--- TEXT ---
Der Bedarf an Palliative Care in der Schweiz nimmt zu

11. Jul 2023

Um 25 bis 30 Prozent wird der Bedarf an Palliative Care laut einer aktuellen Studie in der Schweiz bis 2050 steigen. Derzeit haben laut wissenschaftlichen Erkenntnissen rund 50000 Personen Bedarf. Für die Versorgungsplanung greife diese Schätzung jedoch zu kurz, so die Studie. Bedarf an der Versorgung in verschiedenen Strukturen haben laut Studie zwischen 104'000 bis 715'000 Personen.

Derzeit weisen in der Schweiz nach wissenschaftlichen Erkenntnissen 50000 Personen am Lebensende einen Bedarf an Palliative Care an, so die vom Bundesamt für Gesundheit in Auftrag gegebene Grundlagenstudie Bedarf an Palliative Care. Davon benötigen 10000 Personen zusätzlich spezialisierte Palliative Care. Die Schweiz reihe sich damit im internationalen Vergleich nahe dem Mittelwert ein.

Diese populationsbasierten Bedarfsschätzungen basieren auf Daten der Todesfallstatistik und orientieren sich an der Häufigekit der Todesfälle aufgrund unheilbarer Krankheiten, so das Fazit der Studie. Damit werde der Bedarf an Palliative Care jedoch auf den Zeitpunkt des Lebensendes und auf die Todesursache reduziert. Palliative Care beginne jedoch schon früher und gehe über die Symptomkontrolle am Lebensende hinaus. Somit würden die aktuell genutzten Schätzungen nicht allen Aspekten der Palliative Care gerecht, so die Studie.

Die Anzahl Personen, die Bedarf an der Versorgung in verschiedenen Strukturen haben, liegt laut Studie zwischen 104’000 bis 715’000 Personen. Eine Person kann über den gesamten Krankheitsverlauf Bedarf an verschiedenen Versorgungsstrukturen haben, wobei ein fachlich empfohlener früher Einsatz von Palliative Care die Phase der Inanspruchnahme zusätzlich erweitert.

Die grosse Bandbreit der geschätzten Anzahl Personen mit strukturspezifischem Palliative-Care-Bedarf zeige zudem, wie komplex die Einschätzung der individuellen Patientenbedürfnisse, der verschiedenen Krankheitsverläufe und der bestehenden Versorgungsstrukturen sei, so die Studie weiter. Insgesamt betrachtet sei Palliative Care ein weit gefasster Begriff, der in der Praxis unterschiedlich ausgelegt werde. Es gebe keine hinreichende Definition, die für ein einheitliches Verständnis ausreiche.

Bis im Jahr 2050 werde der Palliative-Care-Bedarf um 25 bis 30 Prozent zunehmen, wobei der stärkste Anstieg bei den älteren Personen zu erwarten sei, so die Schätzung der Grundlagenstudie. Dies aufgrund der wachsenden Bevölkerung und dem steigenden Anteil älterer Menschen.
--- ÜBUNGSDATEN ---
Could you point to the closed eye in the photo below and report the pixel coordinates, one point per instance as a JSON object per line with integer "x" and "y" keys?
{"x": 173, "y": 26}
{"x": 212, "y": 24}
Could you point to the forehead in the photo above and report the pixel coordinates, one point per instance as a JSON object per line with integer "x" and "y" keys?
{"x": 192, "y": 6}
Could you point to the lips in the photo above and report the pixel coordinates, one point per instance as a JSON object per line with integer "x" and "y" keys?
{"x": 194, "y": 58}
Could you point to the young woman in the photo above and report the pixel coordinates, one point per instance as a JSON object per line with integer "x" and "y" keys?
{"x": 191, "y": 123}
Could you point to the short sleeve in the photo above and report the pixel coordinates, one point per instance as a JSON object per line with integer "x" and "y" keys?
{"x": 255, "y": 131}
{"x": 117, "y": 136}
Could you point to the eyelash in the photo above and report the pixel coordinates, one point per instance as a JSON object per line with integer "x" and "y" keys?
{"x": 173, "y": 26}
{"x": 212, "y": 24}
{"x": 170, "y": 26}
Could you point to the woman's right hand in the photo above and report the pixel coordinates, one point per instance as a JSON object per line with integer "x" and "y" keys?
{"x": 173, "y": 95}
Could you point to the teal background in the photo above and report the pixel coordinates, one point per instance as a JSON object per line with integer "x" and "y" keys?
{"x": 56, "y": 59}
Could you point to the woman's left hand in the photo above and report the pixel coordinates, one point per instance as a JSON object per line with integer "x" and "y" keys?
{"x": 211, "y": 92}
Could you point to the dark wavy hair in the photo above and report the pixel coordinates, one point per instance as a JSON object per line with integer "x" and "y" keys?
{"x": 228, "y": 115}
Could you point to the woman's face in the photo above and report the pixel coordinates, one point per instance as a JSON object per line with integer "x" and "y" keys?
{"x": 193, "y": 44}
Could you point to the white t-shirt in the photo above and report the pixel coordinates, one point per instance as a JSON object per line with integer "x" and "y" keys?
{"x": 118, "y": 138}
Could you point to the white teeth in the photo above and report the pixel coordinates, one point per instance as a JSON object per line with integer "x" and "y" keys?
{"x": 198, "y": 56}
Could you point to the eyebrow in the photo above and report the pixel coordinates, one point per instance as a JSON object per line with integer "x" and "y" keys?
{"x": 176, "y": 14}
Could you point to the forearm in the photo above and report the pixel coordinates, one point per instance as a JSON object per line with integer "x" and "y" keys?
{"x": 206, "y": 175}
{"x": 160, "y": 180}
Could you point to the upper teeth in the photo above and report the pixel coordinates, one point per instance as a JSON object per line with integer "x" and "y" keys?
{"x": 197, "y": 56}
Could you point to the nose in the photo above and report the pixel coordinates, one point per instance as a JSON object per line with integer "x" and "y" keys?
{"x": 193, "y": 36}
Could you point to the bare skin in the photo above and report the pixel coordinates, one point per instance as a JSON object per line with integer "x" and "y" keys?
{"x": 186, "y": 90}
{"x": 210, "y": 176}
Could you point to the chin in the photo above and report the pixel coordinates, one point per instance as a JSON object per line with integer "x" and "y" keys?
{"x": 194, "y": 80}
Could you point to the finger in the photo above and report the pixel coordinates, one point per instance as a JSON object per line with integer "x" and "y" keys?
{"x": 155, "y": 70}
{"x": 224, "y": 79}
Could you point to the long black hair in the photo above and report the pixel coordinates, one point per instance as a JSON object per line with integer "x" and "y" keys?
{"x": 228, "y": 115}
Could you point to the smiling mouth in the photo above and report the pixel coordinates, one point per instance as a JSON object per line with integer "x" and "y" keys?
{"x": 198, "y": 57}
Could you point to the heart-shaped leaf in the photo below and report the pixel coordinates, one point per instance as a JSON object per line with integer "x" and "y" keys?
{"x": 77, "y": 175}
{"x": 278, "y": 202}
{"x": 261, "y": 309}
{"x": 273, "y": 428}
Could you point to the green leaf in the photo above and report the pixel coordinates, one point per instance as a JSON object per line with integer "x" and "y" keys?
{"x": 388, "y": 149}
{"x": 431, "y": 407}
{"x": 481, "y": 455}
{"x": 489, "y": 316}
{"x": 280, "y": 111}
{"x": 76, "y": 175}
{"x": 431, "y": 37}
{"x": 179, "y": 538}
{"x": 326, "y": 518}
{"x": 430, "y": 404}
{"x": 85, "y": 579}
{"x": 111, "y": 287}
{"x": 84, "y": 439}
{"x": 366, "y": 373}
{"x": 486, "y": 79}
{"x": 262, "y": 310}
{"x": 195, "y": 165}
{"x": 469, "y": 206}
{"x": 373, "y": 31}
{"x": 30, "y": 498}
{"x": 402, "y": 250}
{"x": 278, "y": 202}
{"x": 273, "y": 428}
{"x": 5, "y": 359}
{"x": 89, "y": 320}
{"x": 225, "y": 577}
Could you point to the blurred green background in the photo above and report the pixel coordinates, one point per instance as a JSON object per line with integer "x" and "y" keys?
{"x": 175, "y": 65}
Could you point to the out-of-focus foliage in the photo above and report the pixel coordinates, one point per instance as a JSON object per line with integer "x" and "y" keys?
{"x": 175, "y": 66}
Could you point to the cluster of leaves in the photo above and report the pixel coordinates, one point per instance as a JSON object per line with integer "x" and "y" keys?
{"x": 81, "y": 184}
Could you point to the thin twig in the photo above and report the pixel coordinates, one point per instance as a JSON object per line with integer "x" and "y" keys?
---
▸ **AUFGABEN**
(1) Wie viele Personen benötigen laut dem Text über Palliative Care in der Schweiz zusätzlich spezialisierte Palliative Care?
(2) Führen Sie den Text über den Bedarf an Palliative Care in der Schweiz im Anschluss an seinen letzten Satz fort.

▸ **LÖSUNGEN**
(1) 10000 Personen.

(2)
Würden sich die Entwicklungen der letzten Jahre gleichermassen fortsetzen, werde der Anteil Personen über 65 Jahre um die Hälfte steigen, während sich der Anteil Personen über 80 Jahre verdoppeln werde. Diese Entwicklungen hätten Einfluss auf den Gesundheitszustand der Bevölkerung.

Mit zunehmendem Alter treten Mehrfacherkrankungen und Erkrankungen wie Demenz und Krebs auf, so die Studie weiter. Gemäss jüngsten Prognosen für die Schweiz werde die Anzahl Personen, die an Demenz leiden, bis 2050 um 117 Prozent steigen. Die Weltgesundheitsorganisation geht laut Studie ausserdem davon aus, dass sich die Zahl der Krebsfälle weltweit bis 2040 fast verdoppeln werde. Das bedeute, dass in der Schweiz in Zukunft nicht nur mehr ältere Menschen, sondern auch mehr Menschen, die Pflege benötigen, lebten.

Die konkreten Auswirkungen weiterer gesellschaftlicher Entwicklungen könnten in verschiedene Richtungen gehen und seien derzeit nicht zu quantifizieren, schliesst die Studie. Der zukünftige Palliative-CareBedarf und die Inanspruchnahme von entsprechenden Versorgungsstrukturen hängen unter anderem von der Gesundheit der Bevölkerung, individuellen Präferenzen der Patienteninnen und Patienten, der Qualität der einzelnen Versorgungsstrukturen, medizinischen Fortschritten, sozio-kulturellen Einflüssen und der regionalen Versorgungspolitik ab.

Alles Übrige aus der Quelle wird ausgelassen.